[Stored data]
BEGIN
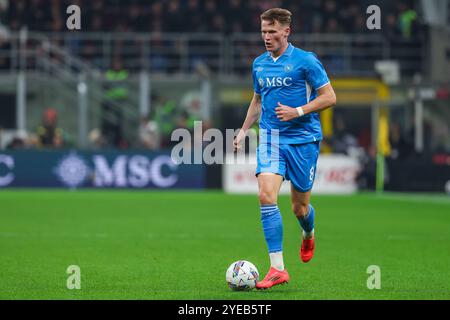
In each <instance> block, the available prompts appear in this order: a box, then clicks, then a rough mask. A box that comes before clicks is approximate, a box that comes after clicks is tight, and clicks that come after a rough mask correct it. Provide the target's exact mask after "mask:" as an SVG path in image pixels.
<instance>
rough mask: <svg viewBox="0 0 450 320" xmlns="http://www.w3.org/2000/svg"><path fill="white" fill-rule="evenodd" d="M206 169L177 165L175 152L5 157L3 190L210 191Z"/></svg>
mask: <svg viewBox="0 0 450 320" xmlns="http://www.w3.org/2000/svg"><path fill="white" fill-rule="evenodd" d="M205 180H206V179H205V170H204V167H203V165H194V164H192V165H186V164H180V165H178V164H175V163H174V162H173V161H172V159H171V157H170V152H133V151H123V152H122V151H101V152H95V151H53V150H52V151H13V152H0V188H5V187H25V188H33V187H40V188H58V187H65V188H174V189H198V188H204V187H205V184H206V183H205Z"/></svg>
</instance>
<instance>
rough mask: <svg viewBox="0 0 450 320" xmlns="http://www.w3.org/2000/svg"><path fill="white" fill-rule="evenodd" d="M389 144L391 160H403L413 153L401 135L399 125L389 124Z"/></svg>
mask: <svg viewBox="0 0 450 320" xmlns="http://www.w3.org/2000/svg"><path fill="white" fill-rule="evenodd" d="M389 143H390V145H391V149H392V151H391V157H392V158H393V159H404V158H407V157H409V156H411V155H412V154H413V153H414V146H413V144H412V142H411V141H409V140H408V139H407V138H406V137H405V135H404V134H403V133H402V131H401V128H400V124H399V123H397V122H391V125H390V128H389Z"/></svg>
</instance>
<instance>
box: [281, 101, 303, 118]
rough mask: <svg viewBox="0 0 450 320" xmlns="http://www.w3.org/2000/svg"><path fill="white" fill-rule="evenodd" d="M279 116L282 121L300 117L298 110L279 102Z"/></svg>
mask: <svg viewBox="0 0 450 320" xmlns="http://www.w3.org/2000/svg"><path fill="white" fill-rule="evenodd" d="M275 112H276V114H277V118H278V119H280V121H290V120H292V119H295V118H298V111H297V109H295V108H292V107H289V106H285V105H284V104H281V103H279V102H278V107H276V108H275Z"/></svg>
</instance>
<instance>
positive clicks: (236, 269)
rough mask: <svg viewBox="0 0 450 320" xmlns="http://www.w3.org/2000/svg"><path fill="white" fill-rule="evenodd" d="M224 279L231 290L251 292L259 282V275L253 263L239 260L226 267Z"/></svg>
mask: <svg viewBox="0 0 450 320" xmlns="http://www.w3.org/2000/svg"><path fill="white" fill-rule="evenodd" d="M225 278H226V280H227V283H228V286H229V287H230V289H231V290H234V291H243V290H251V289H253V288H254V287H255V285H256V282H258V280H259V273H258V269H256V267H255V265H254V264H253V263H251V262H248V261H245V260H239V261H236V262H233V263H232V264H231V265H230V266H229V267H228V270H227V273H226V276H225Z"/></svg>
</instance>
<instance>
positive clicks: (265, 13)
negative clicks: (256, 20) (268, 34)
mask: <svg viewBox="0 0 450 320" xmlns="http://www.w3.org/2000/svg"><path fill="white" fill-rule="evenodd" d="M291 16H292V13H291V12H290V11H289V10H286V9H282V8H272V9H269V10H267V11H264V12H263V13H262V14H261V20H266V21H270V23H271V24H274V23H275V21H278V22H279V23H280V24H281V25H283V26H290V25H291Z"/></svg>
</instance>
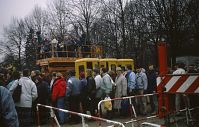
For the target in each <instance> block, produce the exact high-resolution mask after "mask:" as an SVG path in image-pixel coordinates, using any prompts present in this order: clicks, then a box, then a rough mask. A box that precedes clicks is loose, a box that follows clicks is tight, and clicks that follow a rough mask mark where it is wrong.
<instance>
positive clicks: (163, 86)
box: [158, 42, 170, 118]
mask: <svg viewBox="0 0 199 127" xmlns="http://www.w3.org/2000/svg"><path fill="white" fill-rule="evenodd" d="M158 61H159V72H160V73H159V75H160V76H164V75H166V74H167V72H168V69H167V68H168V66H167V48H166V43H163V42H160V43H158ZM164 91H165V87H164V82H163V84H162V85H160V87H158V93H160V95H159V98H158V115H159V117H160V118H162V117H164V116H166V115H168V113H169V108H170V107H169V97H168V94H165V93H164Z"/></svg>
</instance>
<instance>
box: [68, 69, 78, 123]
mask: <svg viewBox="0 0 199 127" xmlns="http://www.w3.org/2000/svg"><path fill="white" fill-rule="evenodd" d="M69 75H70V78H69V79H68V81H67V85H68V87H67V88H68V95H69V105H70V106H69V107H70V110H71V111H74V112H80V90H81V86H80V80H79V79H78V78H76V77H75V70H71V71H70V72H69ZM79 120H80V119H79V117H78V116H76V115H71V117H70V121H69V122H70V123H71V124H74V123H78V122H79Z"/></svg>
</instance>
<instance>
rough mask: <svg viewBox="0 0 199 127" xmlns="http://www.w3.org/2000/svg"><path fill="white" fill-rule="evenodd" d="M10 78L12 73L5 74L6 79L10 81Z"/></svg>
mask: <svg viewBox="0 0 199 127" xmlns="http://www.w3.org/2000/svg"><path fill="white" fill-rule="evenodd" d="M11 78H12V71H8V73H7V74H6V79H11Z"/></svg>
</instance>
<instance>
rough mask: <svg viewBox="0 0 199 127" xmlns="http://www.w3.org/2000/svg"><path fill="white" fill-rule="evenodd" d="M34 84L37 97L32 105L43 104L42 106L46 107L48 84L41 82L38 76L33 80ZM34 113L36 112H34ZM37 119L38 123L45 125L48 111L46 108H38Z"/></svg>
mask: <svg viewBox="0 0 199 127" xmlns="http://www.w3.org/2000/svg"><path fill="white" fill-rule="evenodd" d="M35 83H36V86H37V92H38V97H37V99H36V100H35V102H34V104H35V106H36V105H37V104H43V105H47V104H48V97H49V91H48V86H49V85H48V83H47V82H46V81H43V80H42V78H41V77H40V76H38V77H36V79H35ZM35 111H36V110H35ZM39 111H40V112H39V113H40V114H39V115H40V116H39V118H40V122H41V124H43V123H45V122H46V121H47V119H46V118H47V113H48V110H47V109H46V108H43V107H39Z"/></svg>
END
BEGIN
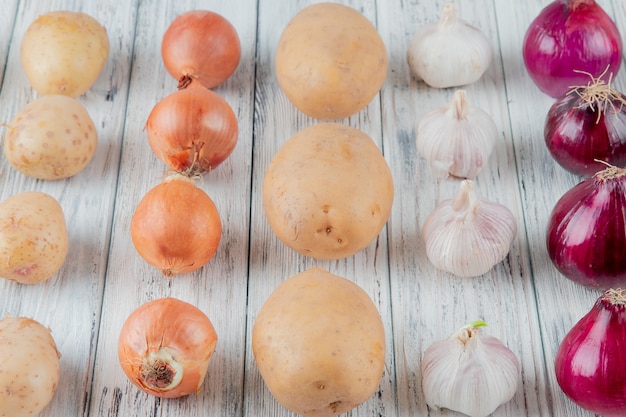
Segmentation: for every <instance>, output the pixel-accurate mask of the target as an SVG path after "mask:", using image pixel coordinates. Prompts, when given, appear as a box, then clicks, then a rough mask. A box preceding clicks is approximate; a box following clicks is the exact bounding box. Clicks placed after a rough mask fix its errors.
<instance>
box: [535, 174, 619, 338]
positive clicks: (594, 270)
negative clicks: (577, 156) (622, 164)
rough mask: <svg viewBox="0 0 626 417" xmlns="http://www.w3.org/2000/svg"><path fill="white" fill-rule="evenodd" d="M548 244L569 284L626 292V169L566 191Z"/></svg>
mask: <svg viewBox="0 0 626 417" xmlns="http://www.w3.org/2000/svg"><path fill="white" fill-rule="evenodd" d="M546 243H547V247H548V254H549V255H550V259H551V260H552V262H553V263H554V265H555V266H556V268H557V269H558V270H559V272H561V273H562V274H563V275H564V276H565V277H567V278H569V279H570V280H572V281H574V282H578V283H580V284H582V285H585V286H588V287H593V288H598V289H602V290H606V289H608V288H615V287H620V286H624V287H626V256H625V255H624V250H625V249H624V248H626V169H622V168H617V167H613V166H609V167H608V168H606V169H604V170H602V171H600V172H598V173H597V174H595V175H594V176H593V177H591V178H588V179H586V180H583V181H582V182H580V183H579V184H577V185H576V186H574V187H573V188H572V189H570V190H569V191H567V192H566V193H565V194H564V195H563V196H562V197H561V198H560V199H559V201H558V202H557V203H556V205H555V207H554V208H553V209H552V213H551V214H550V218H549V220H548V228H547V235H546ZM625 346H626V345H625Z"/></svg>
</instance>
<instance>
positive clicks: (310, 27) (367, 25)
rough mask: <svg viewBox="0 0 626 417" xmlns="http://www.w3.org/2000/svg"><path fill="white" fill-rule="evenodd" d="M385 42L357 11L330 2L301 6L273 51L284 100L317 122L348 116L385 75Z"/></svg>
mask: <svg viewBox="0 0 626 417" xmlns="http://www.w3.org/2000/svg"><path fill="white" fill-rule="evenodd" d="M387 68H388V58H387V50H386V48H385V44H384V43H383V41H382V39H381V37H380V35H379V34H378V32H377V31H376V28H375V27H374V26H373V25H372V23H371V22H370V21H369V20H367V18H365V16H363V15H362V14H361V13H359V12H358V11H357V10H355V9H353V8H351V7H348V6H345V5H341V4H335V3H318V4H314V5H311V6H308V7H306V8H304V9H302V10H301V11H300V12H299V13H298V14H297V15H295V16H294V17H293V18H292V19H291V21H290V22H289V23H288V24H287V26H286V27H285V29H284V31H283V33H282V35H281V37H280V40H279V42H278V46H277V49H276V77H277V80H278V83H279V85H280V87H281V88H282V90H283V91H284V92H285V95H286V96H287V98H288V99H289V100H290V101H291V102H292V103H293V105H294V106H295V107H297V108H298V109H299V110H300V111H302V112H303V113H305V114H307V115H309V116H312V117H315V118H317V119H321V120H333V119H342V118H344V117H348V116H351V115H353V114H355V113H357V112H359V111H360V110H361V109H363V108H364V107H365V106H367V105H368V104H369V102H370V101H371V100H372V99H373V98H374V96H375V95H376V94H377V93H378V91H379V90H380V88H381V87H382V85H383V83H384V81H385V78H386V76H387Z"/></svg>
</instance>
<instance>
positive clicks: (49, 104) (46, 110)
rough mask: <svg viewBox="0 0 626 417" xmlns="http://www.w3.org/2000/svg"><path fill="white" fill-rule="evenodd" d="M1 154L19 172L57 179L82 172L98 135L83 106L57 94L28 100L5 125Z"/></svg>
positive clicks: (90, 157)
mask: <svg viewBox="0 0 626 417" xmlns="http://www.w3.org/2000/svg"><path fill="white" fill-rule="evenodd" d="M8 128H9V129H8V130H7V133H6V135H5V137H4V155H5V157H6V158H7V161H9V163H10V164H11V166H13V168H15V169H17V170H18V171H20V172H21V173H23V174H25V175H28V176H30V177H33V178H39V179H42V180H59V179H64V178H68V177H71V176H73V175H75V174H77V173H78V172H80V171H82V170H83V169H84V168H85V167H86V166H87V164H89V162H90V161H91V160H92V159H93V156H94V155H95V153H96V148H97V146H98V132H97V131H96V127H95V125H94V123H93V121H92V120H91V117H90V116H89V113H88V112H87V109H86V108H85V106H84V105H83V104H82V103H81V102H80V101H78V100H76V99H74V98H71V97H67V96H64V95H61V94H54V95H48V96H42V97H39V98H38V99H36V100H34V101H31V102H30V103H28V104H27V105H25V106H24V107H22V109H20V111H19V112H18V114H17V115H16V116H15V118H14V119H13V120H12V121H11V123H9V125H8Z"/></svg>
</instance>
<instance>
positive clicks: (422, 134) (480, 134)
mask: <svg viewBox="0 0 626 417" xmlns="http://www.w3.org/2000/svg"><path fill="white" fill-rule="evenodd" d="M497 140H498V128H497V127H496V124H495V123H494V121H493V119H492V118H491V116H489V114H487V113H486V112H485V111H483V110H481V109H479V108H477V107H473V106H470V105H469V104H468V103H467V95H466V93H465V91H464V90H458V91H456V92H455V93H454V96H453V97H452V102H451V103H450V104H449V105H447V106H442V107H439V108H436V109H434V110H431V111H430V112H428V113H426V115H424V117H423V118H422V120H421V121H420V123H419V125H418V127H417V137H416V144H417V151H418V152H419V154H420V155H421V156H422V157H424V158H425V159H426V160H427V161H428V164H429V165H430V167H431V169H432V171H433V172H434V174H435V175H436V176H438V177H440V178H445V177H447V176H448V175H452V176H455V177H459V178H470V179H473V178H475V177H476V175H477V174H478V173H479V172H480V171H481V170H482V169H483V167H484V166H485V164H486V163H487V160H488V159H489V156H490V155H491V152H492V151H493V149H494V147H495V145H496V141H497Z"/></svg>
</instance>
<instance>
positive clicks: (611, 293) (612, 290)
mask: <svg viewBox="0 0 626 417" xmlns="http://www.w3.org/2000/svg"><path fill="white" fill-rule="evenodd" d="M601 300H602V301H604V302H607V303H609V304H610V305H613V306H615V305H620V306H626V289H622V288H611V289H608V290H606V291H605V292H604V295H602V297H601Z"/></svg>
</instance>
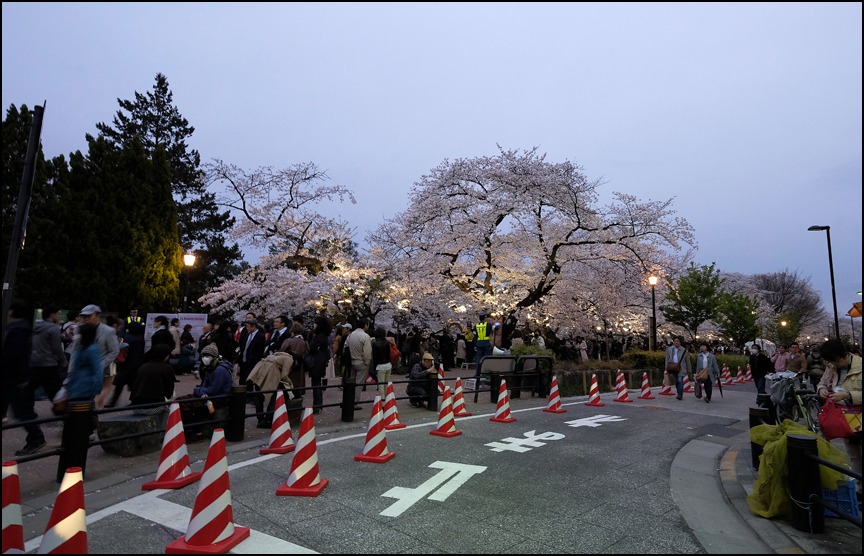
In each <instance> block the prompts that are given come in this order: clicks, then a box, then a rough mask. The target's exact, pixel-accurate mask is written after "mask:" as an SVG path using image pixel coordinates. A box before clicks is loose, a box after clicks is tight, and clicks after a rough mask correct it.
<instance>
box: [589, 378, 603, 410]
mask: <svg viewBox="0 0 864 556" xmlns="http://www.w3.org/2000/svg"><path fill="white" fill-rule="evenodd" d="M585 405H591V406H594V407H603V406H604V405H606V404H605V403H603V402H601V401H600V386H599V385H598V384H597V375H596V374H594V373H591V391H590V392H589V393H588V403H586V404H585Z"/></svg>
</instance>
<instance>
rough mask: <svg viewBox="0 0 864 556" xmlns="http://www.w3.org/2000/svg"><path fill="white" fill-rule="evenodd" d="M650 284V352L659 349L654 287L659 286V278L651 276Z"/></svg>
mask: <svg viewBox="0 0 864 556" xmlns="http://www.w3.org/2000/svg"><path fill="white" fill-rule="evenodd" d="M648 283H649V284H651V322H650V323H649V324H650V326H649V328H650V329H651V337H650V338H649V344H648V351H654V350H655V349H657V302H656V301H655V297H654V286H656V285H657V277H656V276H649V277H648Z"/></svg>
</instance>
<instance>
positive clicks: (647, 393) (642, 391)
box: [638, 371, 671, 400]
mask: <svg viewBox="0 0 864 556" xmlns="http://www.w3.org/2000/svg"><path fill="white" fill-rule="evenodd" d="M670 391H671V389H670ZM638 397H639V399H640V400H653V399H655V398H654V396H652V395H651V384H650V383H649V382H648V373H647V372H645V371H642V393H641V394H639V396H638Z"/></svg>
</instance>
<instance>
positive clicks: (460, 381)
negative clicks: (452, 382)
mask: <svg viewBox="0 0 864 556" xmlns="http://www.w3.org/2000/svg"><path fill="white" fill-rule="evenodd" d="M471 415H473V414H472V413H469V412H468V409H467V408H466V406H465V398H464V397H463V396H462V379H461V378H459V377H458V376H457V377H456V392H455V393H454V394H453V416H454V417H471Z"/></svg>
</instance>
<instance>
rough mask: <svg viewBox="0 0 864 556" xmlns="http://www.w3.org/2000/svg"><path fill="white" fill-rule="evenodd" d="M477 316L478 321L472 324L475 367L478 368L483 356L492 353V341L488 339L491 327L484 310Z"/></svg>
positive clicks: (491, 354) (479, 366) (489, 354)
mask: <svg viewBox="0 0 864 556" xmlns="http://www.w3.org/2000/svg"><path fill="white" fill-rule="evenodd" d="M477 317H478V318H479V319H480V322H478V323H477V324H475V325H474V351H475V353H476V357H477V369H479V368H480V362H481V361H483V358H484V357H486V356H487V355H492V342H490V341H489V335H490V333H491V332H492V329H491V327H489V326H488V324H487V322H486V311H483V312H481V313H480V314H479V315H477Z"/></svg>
END
> _The problem_
Pull out every line of the records above that contains the word "negative", treating case as significant.

> _Task answer_
negative clicks: (256, 20) (268, 34)
negative clicks: (577, 156) (622, 164)
negative clicks: (452, 382)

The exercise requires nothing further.